■ Your task:
Quote each line of the material verbatim, without the pictures.

start Entries shown

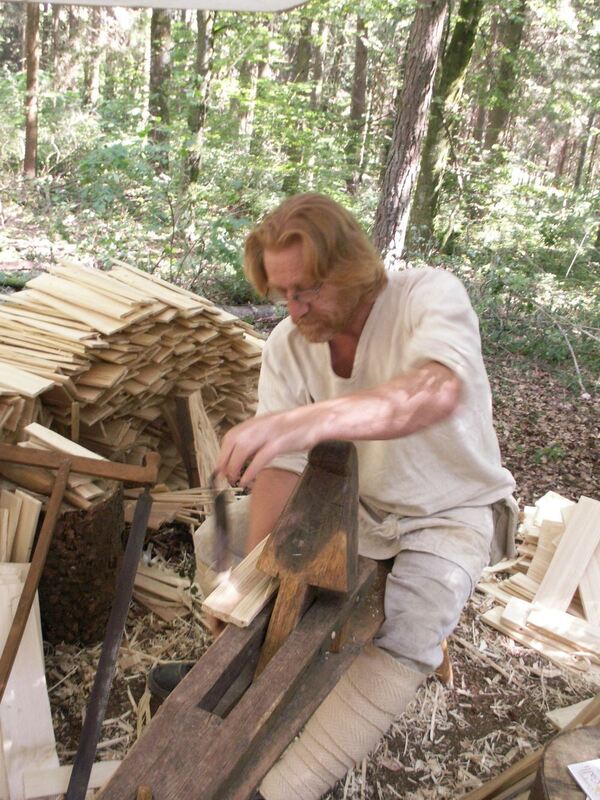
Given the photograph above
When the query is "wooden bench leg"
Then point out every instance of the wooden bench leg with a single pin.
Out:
(444, 672)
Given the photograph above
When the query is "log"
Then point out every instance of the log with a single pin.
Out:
(553, 780)
(77, 588)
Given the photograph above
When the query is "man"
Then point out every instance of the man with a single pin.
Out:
(393, 363)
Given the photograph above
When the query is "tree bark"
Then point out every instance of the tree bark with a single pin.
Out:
(201, 86)
(444, 108)
(510, 36)
(562, 158)
(319, 50)
(160, 72)
(32, 36)
(358, 106)
(299, 73)
(410, 126)
(94, 56)
(587, 139)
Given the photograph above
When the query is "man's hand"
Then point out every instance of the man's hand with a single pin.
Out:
(408, 403)
(260, 439)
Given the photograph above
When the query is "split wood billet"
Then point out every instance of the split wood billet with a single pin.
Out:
(573, 554)
(34, 575)
(193, 753)
(147, 474)
(96, 709)
(186, 441)
(315, 541)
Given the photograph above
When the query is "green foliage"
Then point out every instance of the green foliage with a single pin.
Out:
(516, 231)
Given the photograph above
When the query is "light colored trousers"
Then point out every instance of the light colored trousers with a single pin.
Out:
(437, 562)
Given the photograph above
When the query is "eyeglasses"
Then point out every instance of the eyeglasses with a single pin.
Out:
(280, 298)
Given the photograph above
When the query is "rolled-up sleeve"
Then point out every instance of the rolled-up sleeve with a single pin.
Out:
(282, 387)
(444, 325)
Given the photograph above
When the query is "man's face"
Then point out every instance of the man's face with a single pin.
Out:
(326, 313)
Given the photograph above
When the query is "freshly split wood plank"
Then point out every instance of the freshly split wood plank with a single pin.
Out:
(21, 381)
(78, 294)
(25, 718)
(561, 717)
(26, 527)
(4, 551)
(44, 782)
(550, 649)
(589, 589)
(158, 288)
(241, 598)
(549, 510)
(573, 555)
(57, 442)
(11, 502)
(65, 331)
(103, 375)
(577, 633)
(99, 281)
(96, 321)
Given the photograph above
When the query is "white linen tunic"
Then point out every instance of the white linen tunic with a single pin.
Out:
(449, 470)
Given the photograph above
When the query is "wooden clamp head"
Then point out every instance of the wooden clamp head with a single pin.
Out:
(316, 538)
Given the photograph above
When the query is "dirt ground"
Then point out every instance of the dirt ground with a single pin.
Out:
(451, 739)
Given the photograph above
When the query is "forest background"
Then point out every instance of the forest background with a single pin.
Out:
(161, 137)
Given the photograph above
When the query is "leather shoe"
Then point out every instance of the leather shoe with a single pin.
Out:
(163, 678)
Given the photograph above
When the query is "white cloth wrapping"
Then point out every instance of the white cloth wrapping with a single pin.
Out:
(345, 728)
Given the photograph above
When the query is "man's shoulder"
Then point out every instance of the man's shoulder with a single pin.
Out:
(421, 277)
(284, 335)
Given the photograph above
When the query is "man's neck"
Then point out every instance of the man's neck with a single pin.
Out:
(342, 347)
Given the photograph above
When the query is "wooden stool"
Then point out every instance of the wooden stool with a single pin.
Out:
(553, 780)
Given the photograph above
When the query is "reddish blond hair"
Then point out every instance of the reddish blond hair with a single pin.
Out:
(334, 246)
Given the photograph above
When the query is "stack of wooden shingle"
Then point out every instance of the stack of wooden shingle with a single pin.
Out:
(554, 606)
(106, 352)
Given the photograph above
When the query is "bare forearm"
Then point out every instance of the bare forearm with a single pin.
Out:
(270, 492)
(402, 406)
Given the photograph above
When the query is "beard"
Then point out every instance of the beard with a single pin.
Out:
(321, 326)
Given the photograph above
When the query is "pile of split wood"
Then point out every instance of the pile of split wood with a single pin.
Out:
(103, 356)
(552, 601)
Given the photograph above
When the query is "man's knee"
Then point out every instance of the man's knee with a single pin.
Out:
(424, 597)
(204, 542)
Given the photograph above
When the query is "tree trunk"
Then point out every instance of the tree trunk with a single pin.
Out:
(510, 36)
(201, 86)
(32, 36)
(562, 159)
(486, 68)
(410, 125)
(94, 56)
(444, 108)
(160, 72)
(56, 46)
(587, 138)
(319, 50)
(358, 106)
(591, 163)
(333, 75)
(299, 73)
(263, 74)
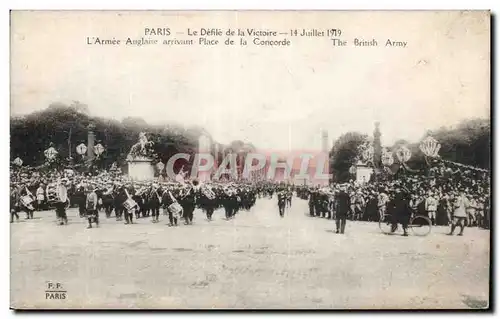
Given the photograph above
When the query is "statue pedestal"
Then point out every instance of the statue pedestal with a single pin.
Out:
(140, 169)
(363, 173)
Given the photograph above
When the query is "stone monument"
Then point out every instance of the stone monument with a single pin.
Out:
(140, 159)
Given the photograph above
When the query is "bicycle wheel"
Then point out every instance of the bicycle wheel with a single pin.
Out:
(420, 225)
(385, 224)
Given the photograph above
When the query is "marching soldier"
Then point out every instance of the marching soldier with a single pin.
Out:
(91, 207)
(27, 206)
(14, 204)
(62, 202)
(154, 203)
(188, 201)
(168, 202)
(282, 203)
(40, 197)
(343, 202)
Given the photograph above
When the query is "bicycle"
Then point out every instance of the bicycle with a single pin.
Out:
(420, 225)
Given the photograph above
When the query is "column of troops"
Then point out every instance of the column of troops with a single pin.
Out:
(129, 200)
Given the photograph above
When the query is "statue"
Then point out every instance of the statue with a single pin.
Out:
(142, 149)
(140, 159)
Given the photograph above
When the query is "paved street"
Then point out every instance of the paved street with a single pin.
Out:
(257, 260)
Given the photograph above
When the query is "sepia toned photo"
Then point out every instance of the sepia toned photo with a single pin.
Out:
(245, 160)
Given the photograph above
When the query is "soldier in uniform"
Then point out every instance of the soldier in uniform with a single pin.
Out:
(343, 202)
(14, 203)
(91, 203)
(281, 202)
(62, 202)
(188, 202)
(168, 199)
(154, 203)
(40, 197)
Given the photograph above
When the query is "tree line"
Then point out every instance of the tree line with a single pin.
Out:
(468, 143)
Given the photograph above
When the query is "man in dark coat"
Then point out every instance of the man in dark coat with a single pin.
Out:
(400, 210)
(343, 201)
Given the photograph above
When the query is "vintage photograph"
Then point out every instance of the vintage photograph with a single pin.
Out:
(250, 160)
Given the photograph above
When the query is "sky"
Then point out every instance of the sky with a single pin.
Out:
(275, 98)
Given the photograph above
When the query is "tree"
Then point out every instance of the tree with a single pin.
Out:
(32, 134)
(344, 154)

end Entries shown

■ Response:
Given the photograph above
When the query is "wooden bench leg"
Then point out every instance of the wooden bench leg with a single pin.
Out:
(444, 672)
Given the photograph above
When the query is "log"
Then point out every instance of the log with a single pin.
Out:
(553, 780)
(77, 588)
Given the photograph above
When the query is "man"
Then point out every instance of the man with a single pin.
Out:
(393, 363)
Given the photograph above
When the query is "tree bark"
Then point out every instance of the tree bark with a single pin.
Out:
(201, 86)
(444, 108)
(510, 36)
(562, 158)
(319, 50)
(160, 72)
(32, 36)
(358, 106)
(299, 73)
(410, 126)
(94, 56)
(587, 139)
Given the photograph above
When the query is "man's hand"
Then point out every instance of the man's hand with a single pin.
Out:
(408, 403)
(260, 439)
Given the photograph above
When the query is "split wood billet"
Then point out every instance of the split wood billet with a single pin.
Out:
(573, 554)
(34, 575)
(193, 753)
(147, 474)
(96, 709)
(186, 441)
(315, 541)
Given the photograph above
When the query is "green foliage"
Then point out every instance of the green foliage with a single pin.
Out:
(516, 231)
Given the photograph above
When the query is "light colored trousers"
Then point out every instance of the light colored trousers with a single pin.
Out:
(437, 562)
Given the photograph above
When the query is "eyeglasses"
Then point out every instance of the eyeglasses with a single pin.
Out:
(280, 298)
Given the photograph above
When the query is "rolled-up sleeve"
Then point out every instance of the rolled-up sleeve with a single pin.
Out:
(282, 387)
(444, 325)
Given the photograph above
When the query is "man's face"
Then point out every instance of the man's face with a single pin.
Out:
(326, 313)
Given the photograph above
When the query is "freshly split wood plank"
Then point out every instance of the freshly split wood plank with a single pin.
Out:
(21, 381)
(78, 294)
(25, 718)
(561, 717)
(26, 527)
(4, 551)
(44, 782)
(550, 649)
(589, 589)
(158, 288)
(241, 598)
(549, 510)
(573, 555)
(57, 442)
(11, 502)
(65, 331)
(103, 375)
(577, 633)
(99, 281)
(96, 321)
Given the photograph above
When the query is "white linen tunic"
Then point out every instance of the white linen tunic with a single pin.
Out:
(449, 470)
Given the photograph above
When the query is "wooden clamp head"
Then point out every instance of the wooden clamp head with a single pin.
Out:
(316, 538)
Given the photograph above
When the query is "dirt ground"
Then point out every instance of the dirt ground with a single pin.
Out:
(451, 739)
Given the photograph above
When the query is "forest background"
Then point out every instance of the forest background with a single pin.
Out:
(161, 137)
Given the photograph above
When the query is "leather shoe"
Then point out every instance of the leather shoe with a single pin.
Out:
(163, 678)
Given the photograph above
When the query is "white cloth wrapping"
Then point out every instance of the white cloth wrapping with a single pin.
Out:
(345, 728)
Given the photograph above
When the query is "man's shoulder"
Then point out every instance of the man's shoulder with a single pin.
Out:
(421, 277)
(284, 335)
Given the photograph above
When the query is "man's neck"
Then point out every instance of the man's neck with a single pin.
Out:
(342, 347)
Given the photograph above
When the query is "wooden stool"
Then point out every instance of the wooden stool with a single pin.
Out:
(553, 780)
Given the photograph above
When the query is "reddish blond hair"
Then point out every instance of the reddish blond hair with a single pin.
Out:
(334, 246)
Given the photograph above
When the query is "stack of wooden shingle"
Then point out every instance of the stack of wooden shingle with a single pin.
Out:
(554, 606)
(106, 352)
Given the photograph above
When the query is "bare forearm"
Then point out every instance of the bare forearm with a single pin.
Out:
(270, 492)
(402, 406)
Given the photograph above
When the query is "beard"
Then point out every instance of the beard with a single pin.
Out:
(321, 326)
Given the photograph above
When the query is "pile of split wood"
Then point out every instance of the pile of split wood with a single pin.
Out:
(103, 356)
(552, 601)
Given the photograph above
When the query is "man's knee"
Then point out every instance of the man's knee with a single pin.
Out:
(424, 597)
(204, 542)
Given the photograph above
When the query is "tree trunk"
Then point out every instance of the tree trunk with a single pin.
Out:
(510, 36)
(201, 86)
(32, 36)
(562, 159)
(486, 68)
(410, 125)
(94, 56)
(444, 108)
(160, 72)
(56, 46)
(587, 138)
(319, 50)
(358, 106)
(591, 163)
(333, 75)
(299, 73)
(263, 74)
Given the photograph above
When the query is "statue pedestal"
Then point out every instance of the statue pedestal with a single pin.
Out:
(140, 169)
(363, 173)
Given the photograph above
When the query is "stone monument"
Then point out every instance of the stone monument with a single pin.
Out:
(140, 159)
Given the photograph above
When the query is "bicycle wheel"
Then point out every instance of the bicycle wheel with a single pin.
Out:
(420, 225)
(385, 224)
Given the photograph above
When the query is "marching soldier"
Then point out every instance of the marching soldier with a single pin.
Out:
(91, 207)
(27, 206)
(14, 204)
(62, 202)
(154, 203)
(188, 201)
(168, 202)
(282, 203)
(40, 197)
(343, 202)
Given the photograph above
When the query is "bicycle"
Then point out every instance of the bicycle with a single pin.
Out:
(420, 225)
Given the photograph above
When the query is "column of troops"
Then point out every instance of the column of troops with a single pin.
Out:
(129, 200)
Given the photograph above
When the query is "statue"
Then point out every instance of the statue with a single pin.
Out:
(142, 149)
(140, 159)
Given the photograph above
When the query is "paved street"
Then point out every instance of the paved street with a single pin.
Out:
(257, 260)
Given the photograph above
When the query is "sepia toned photo"
Then point out every instance of the sepia toned photo with a single pin.
Out:
(245, 160)
Given the photograph above
When the query is "soldier in uniform"
Then point out every instance of the soldier in uniform with a single pin.
Out:
(343, 202)
(14, 203)
(91, 203)
(281, 202)
(62, 202)
(188, 202)
(168, 199)
(154, 203)
(40, 197)
Given the photograph above
When the query is "tree line"
Then point out every instance of the tree line with a single pin.
Out:
(468, 143)
Given the photograph above
When the query is "man in dark coat"
Then point out every instance of the man in dark coat with a single pin.
Out:
(400, 210)
(343, 201)
Given the photograph above
When the query is "vintage photograph"
Then point out every instance of the vintage photograph with a single pin.
Out:
(250, 160)
Given the photograph above
When the query is "sky"
Then point out every instance of the sky with a single pin.
Out:
(275, 98)
Given the photograph above
When the query is "tree"
Then point out every instance of the tree with a single pin.
Out:
(32, 134)
(344, 154)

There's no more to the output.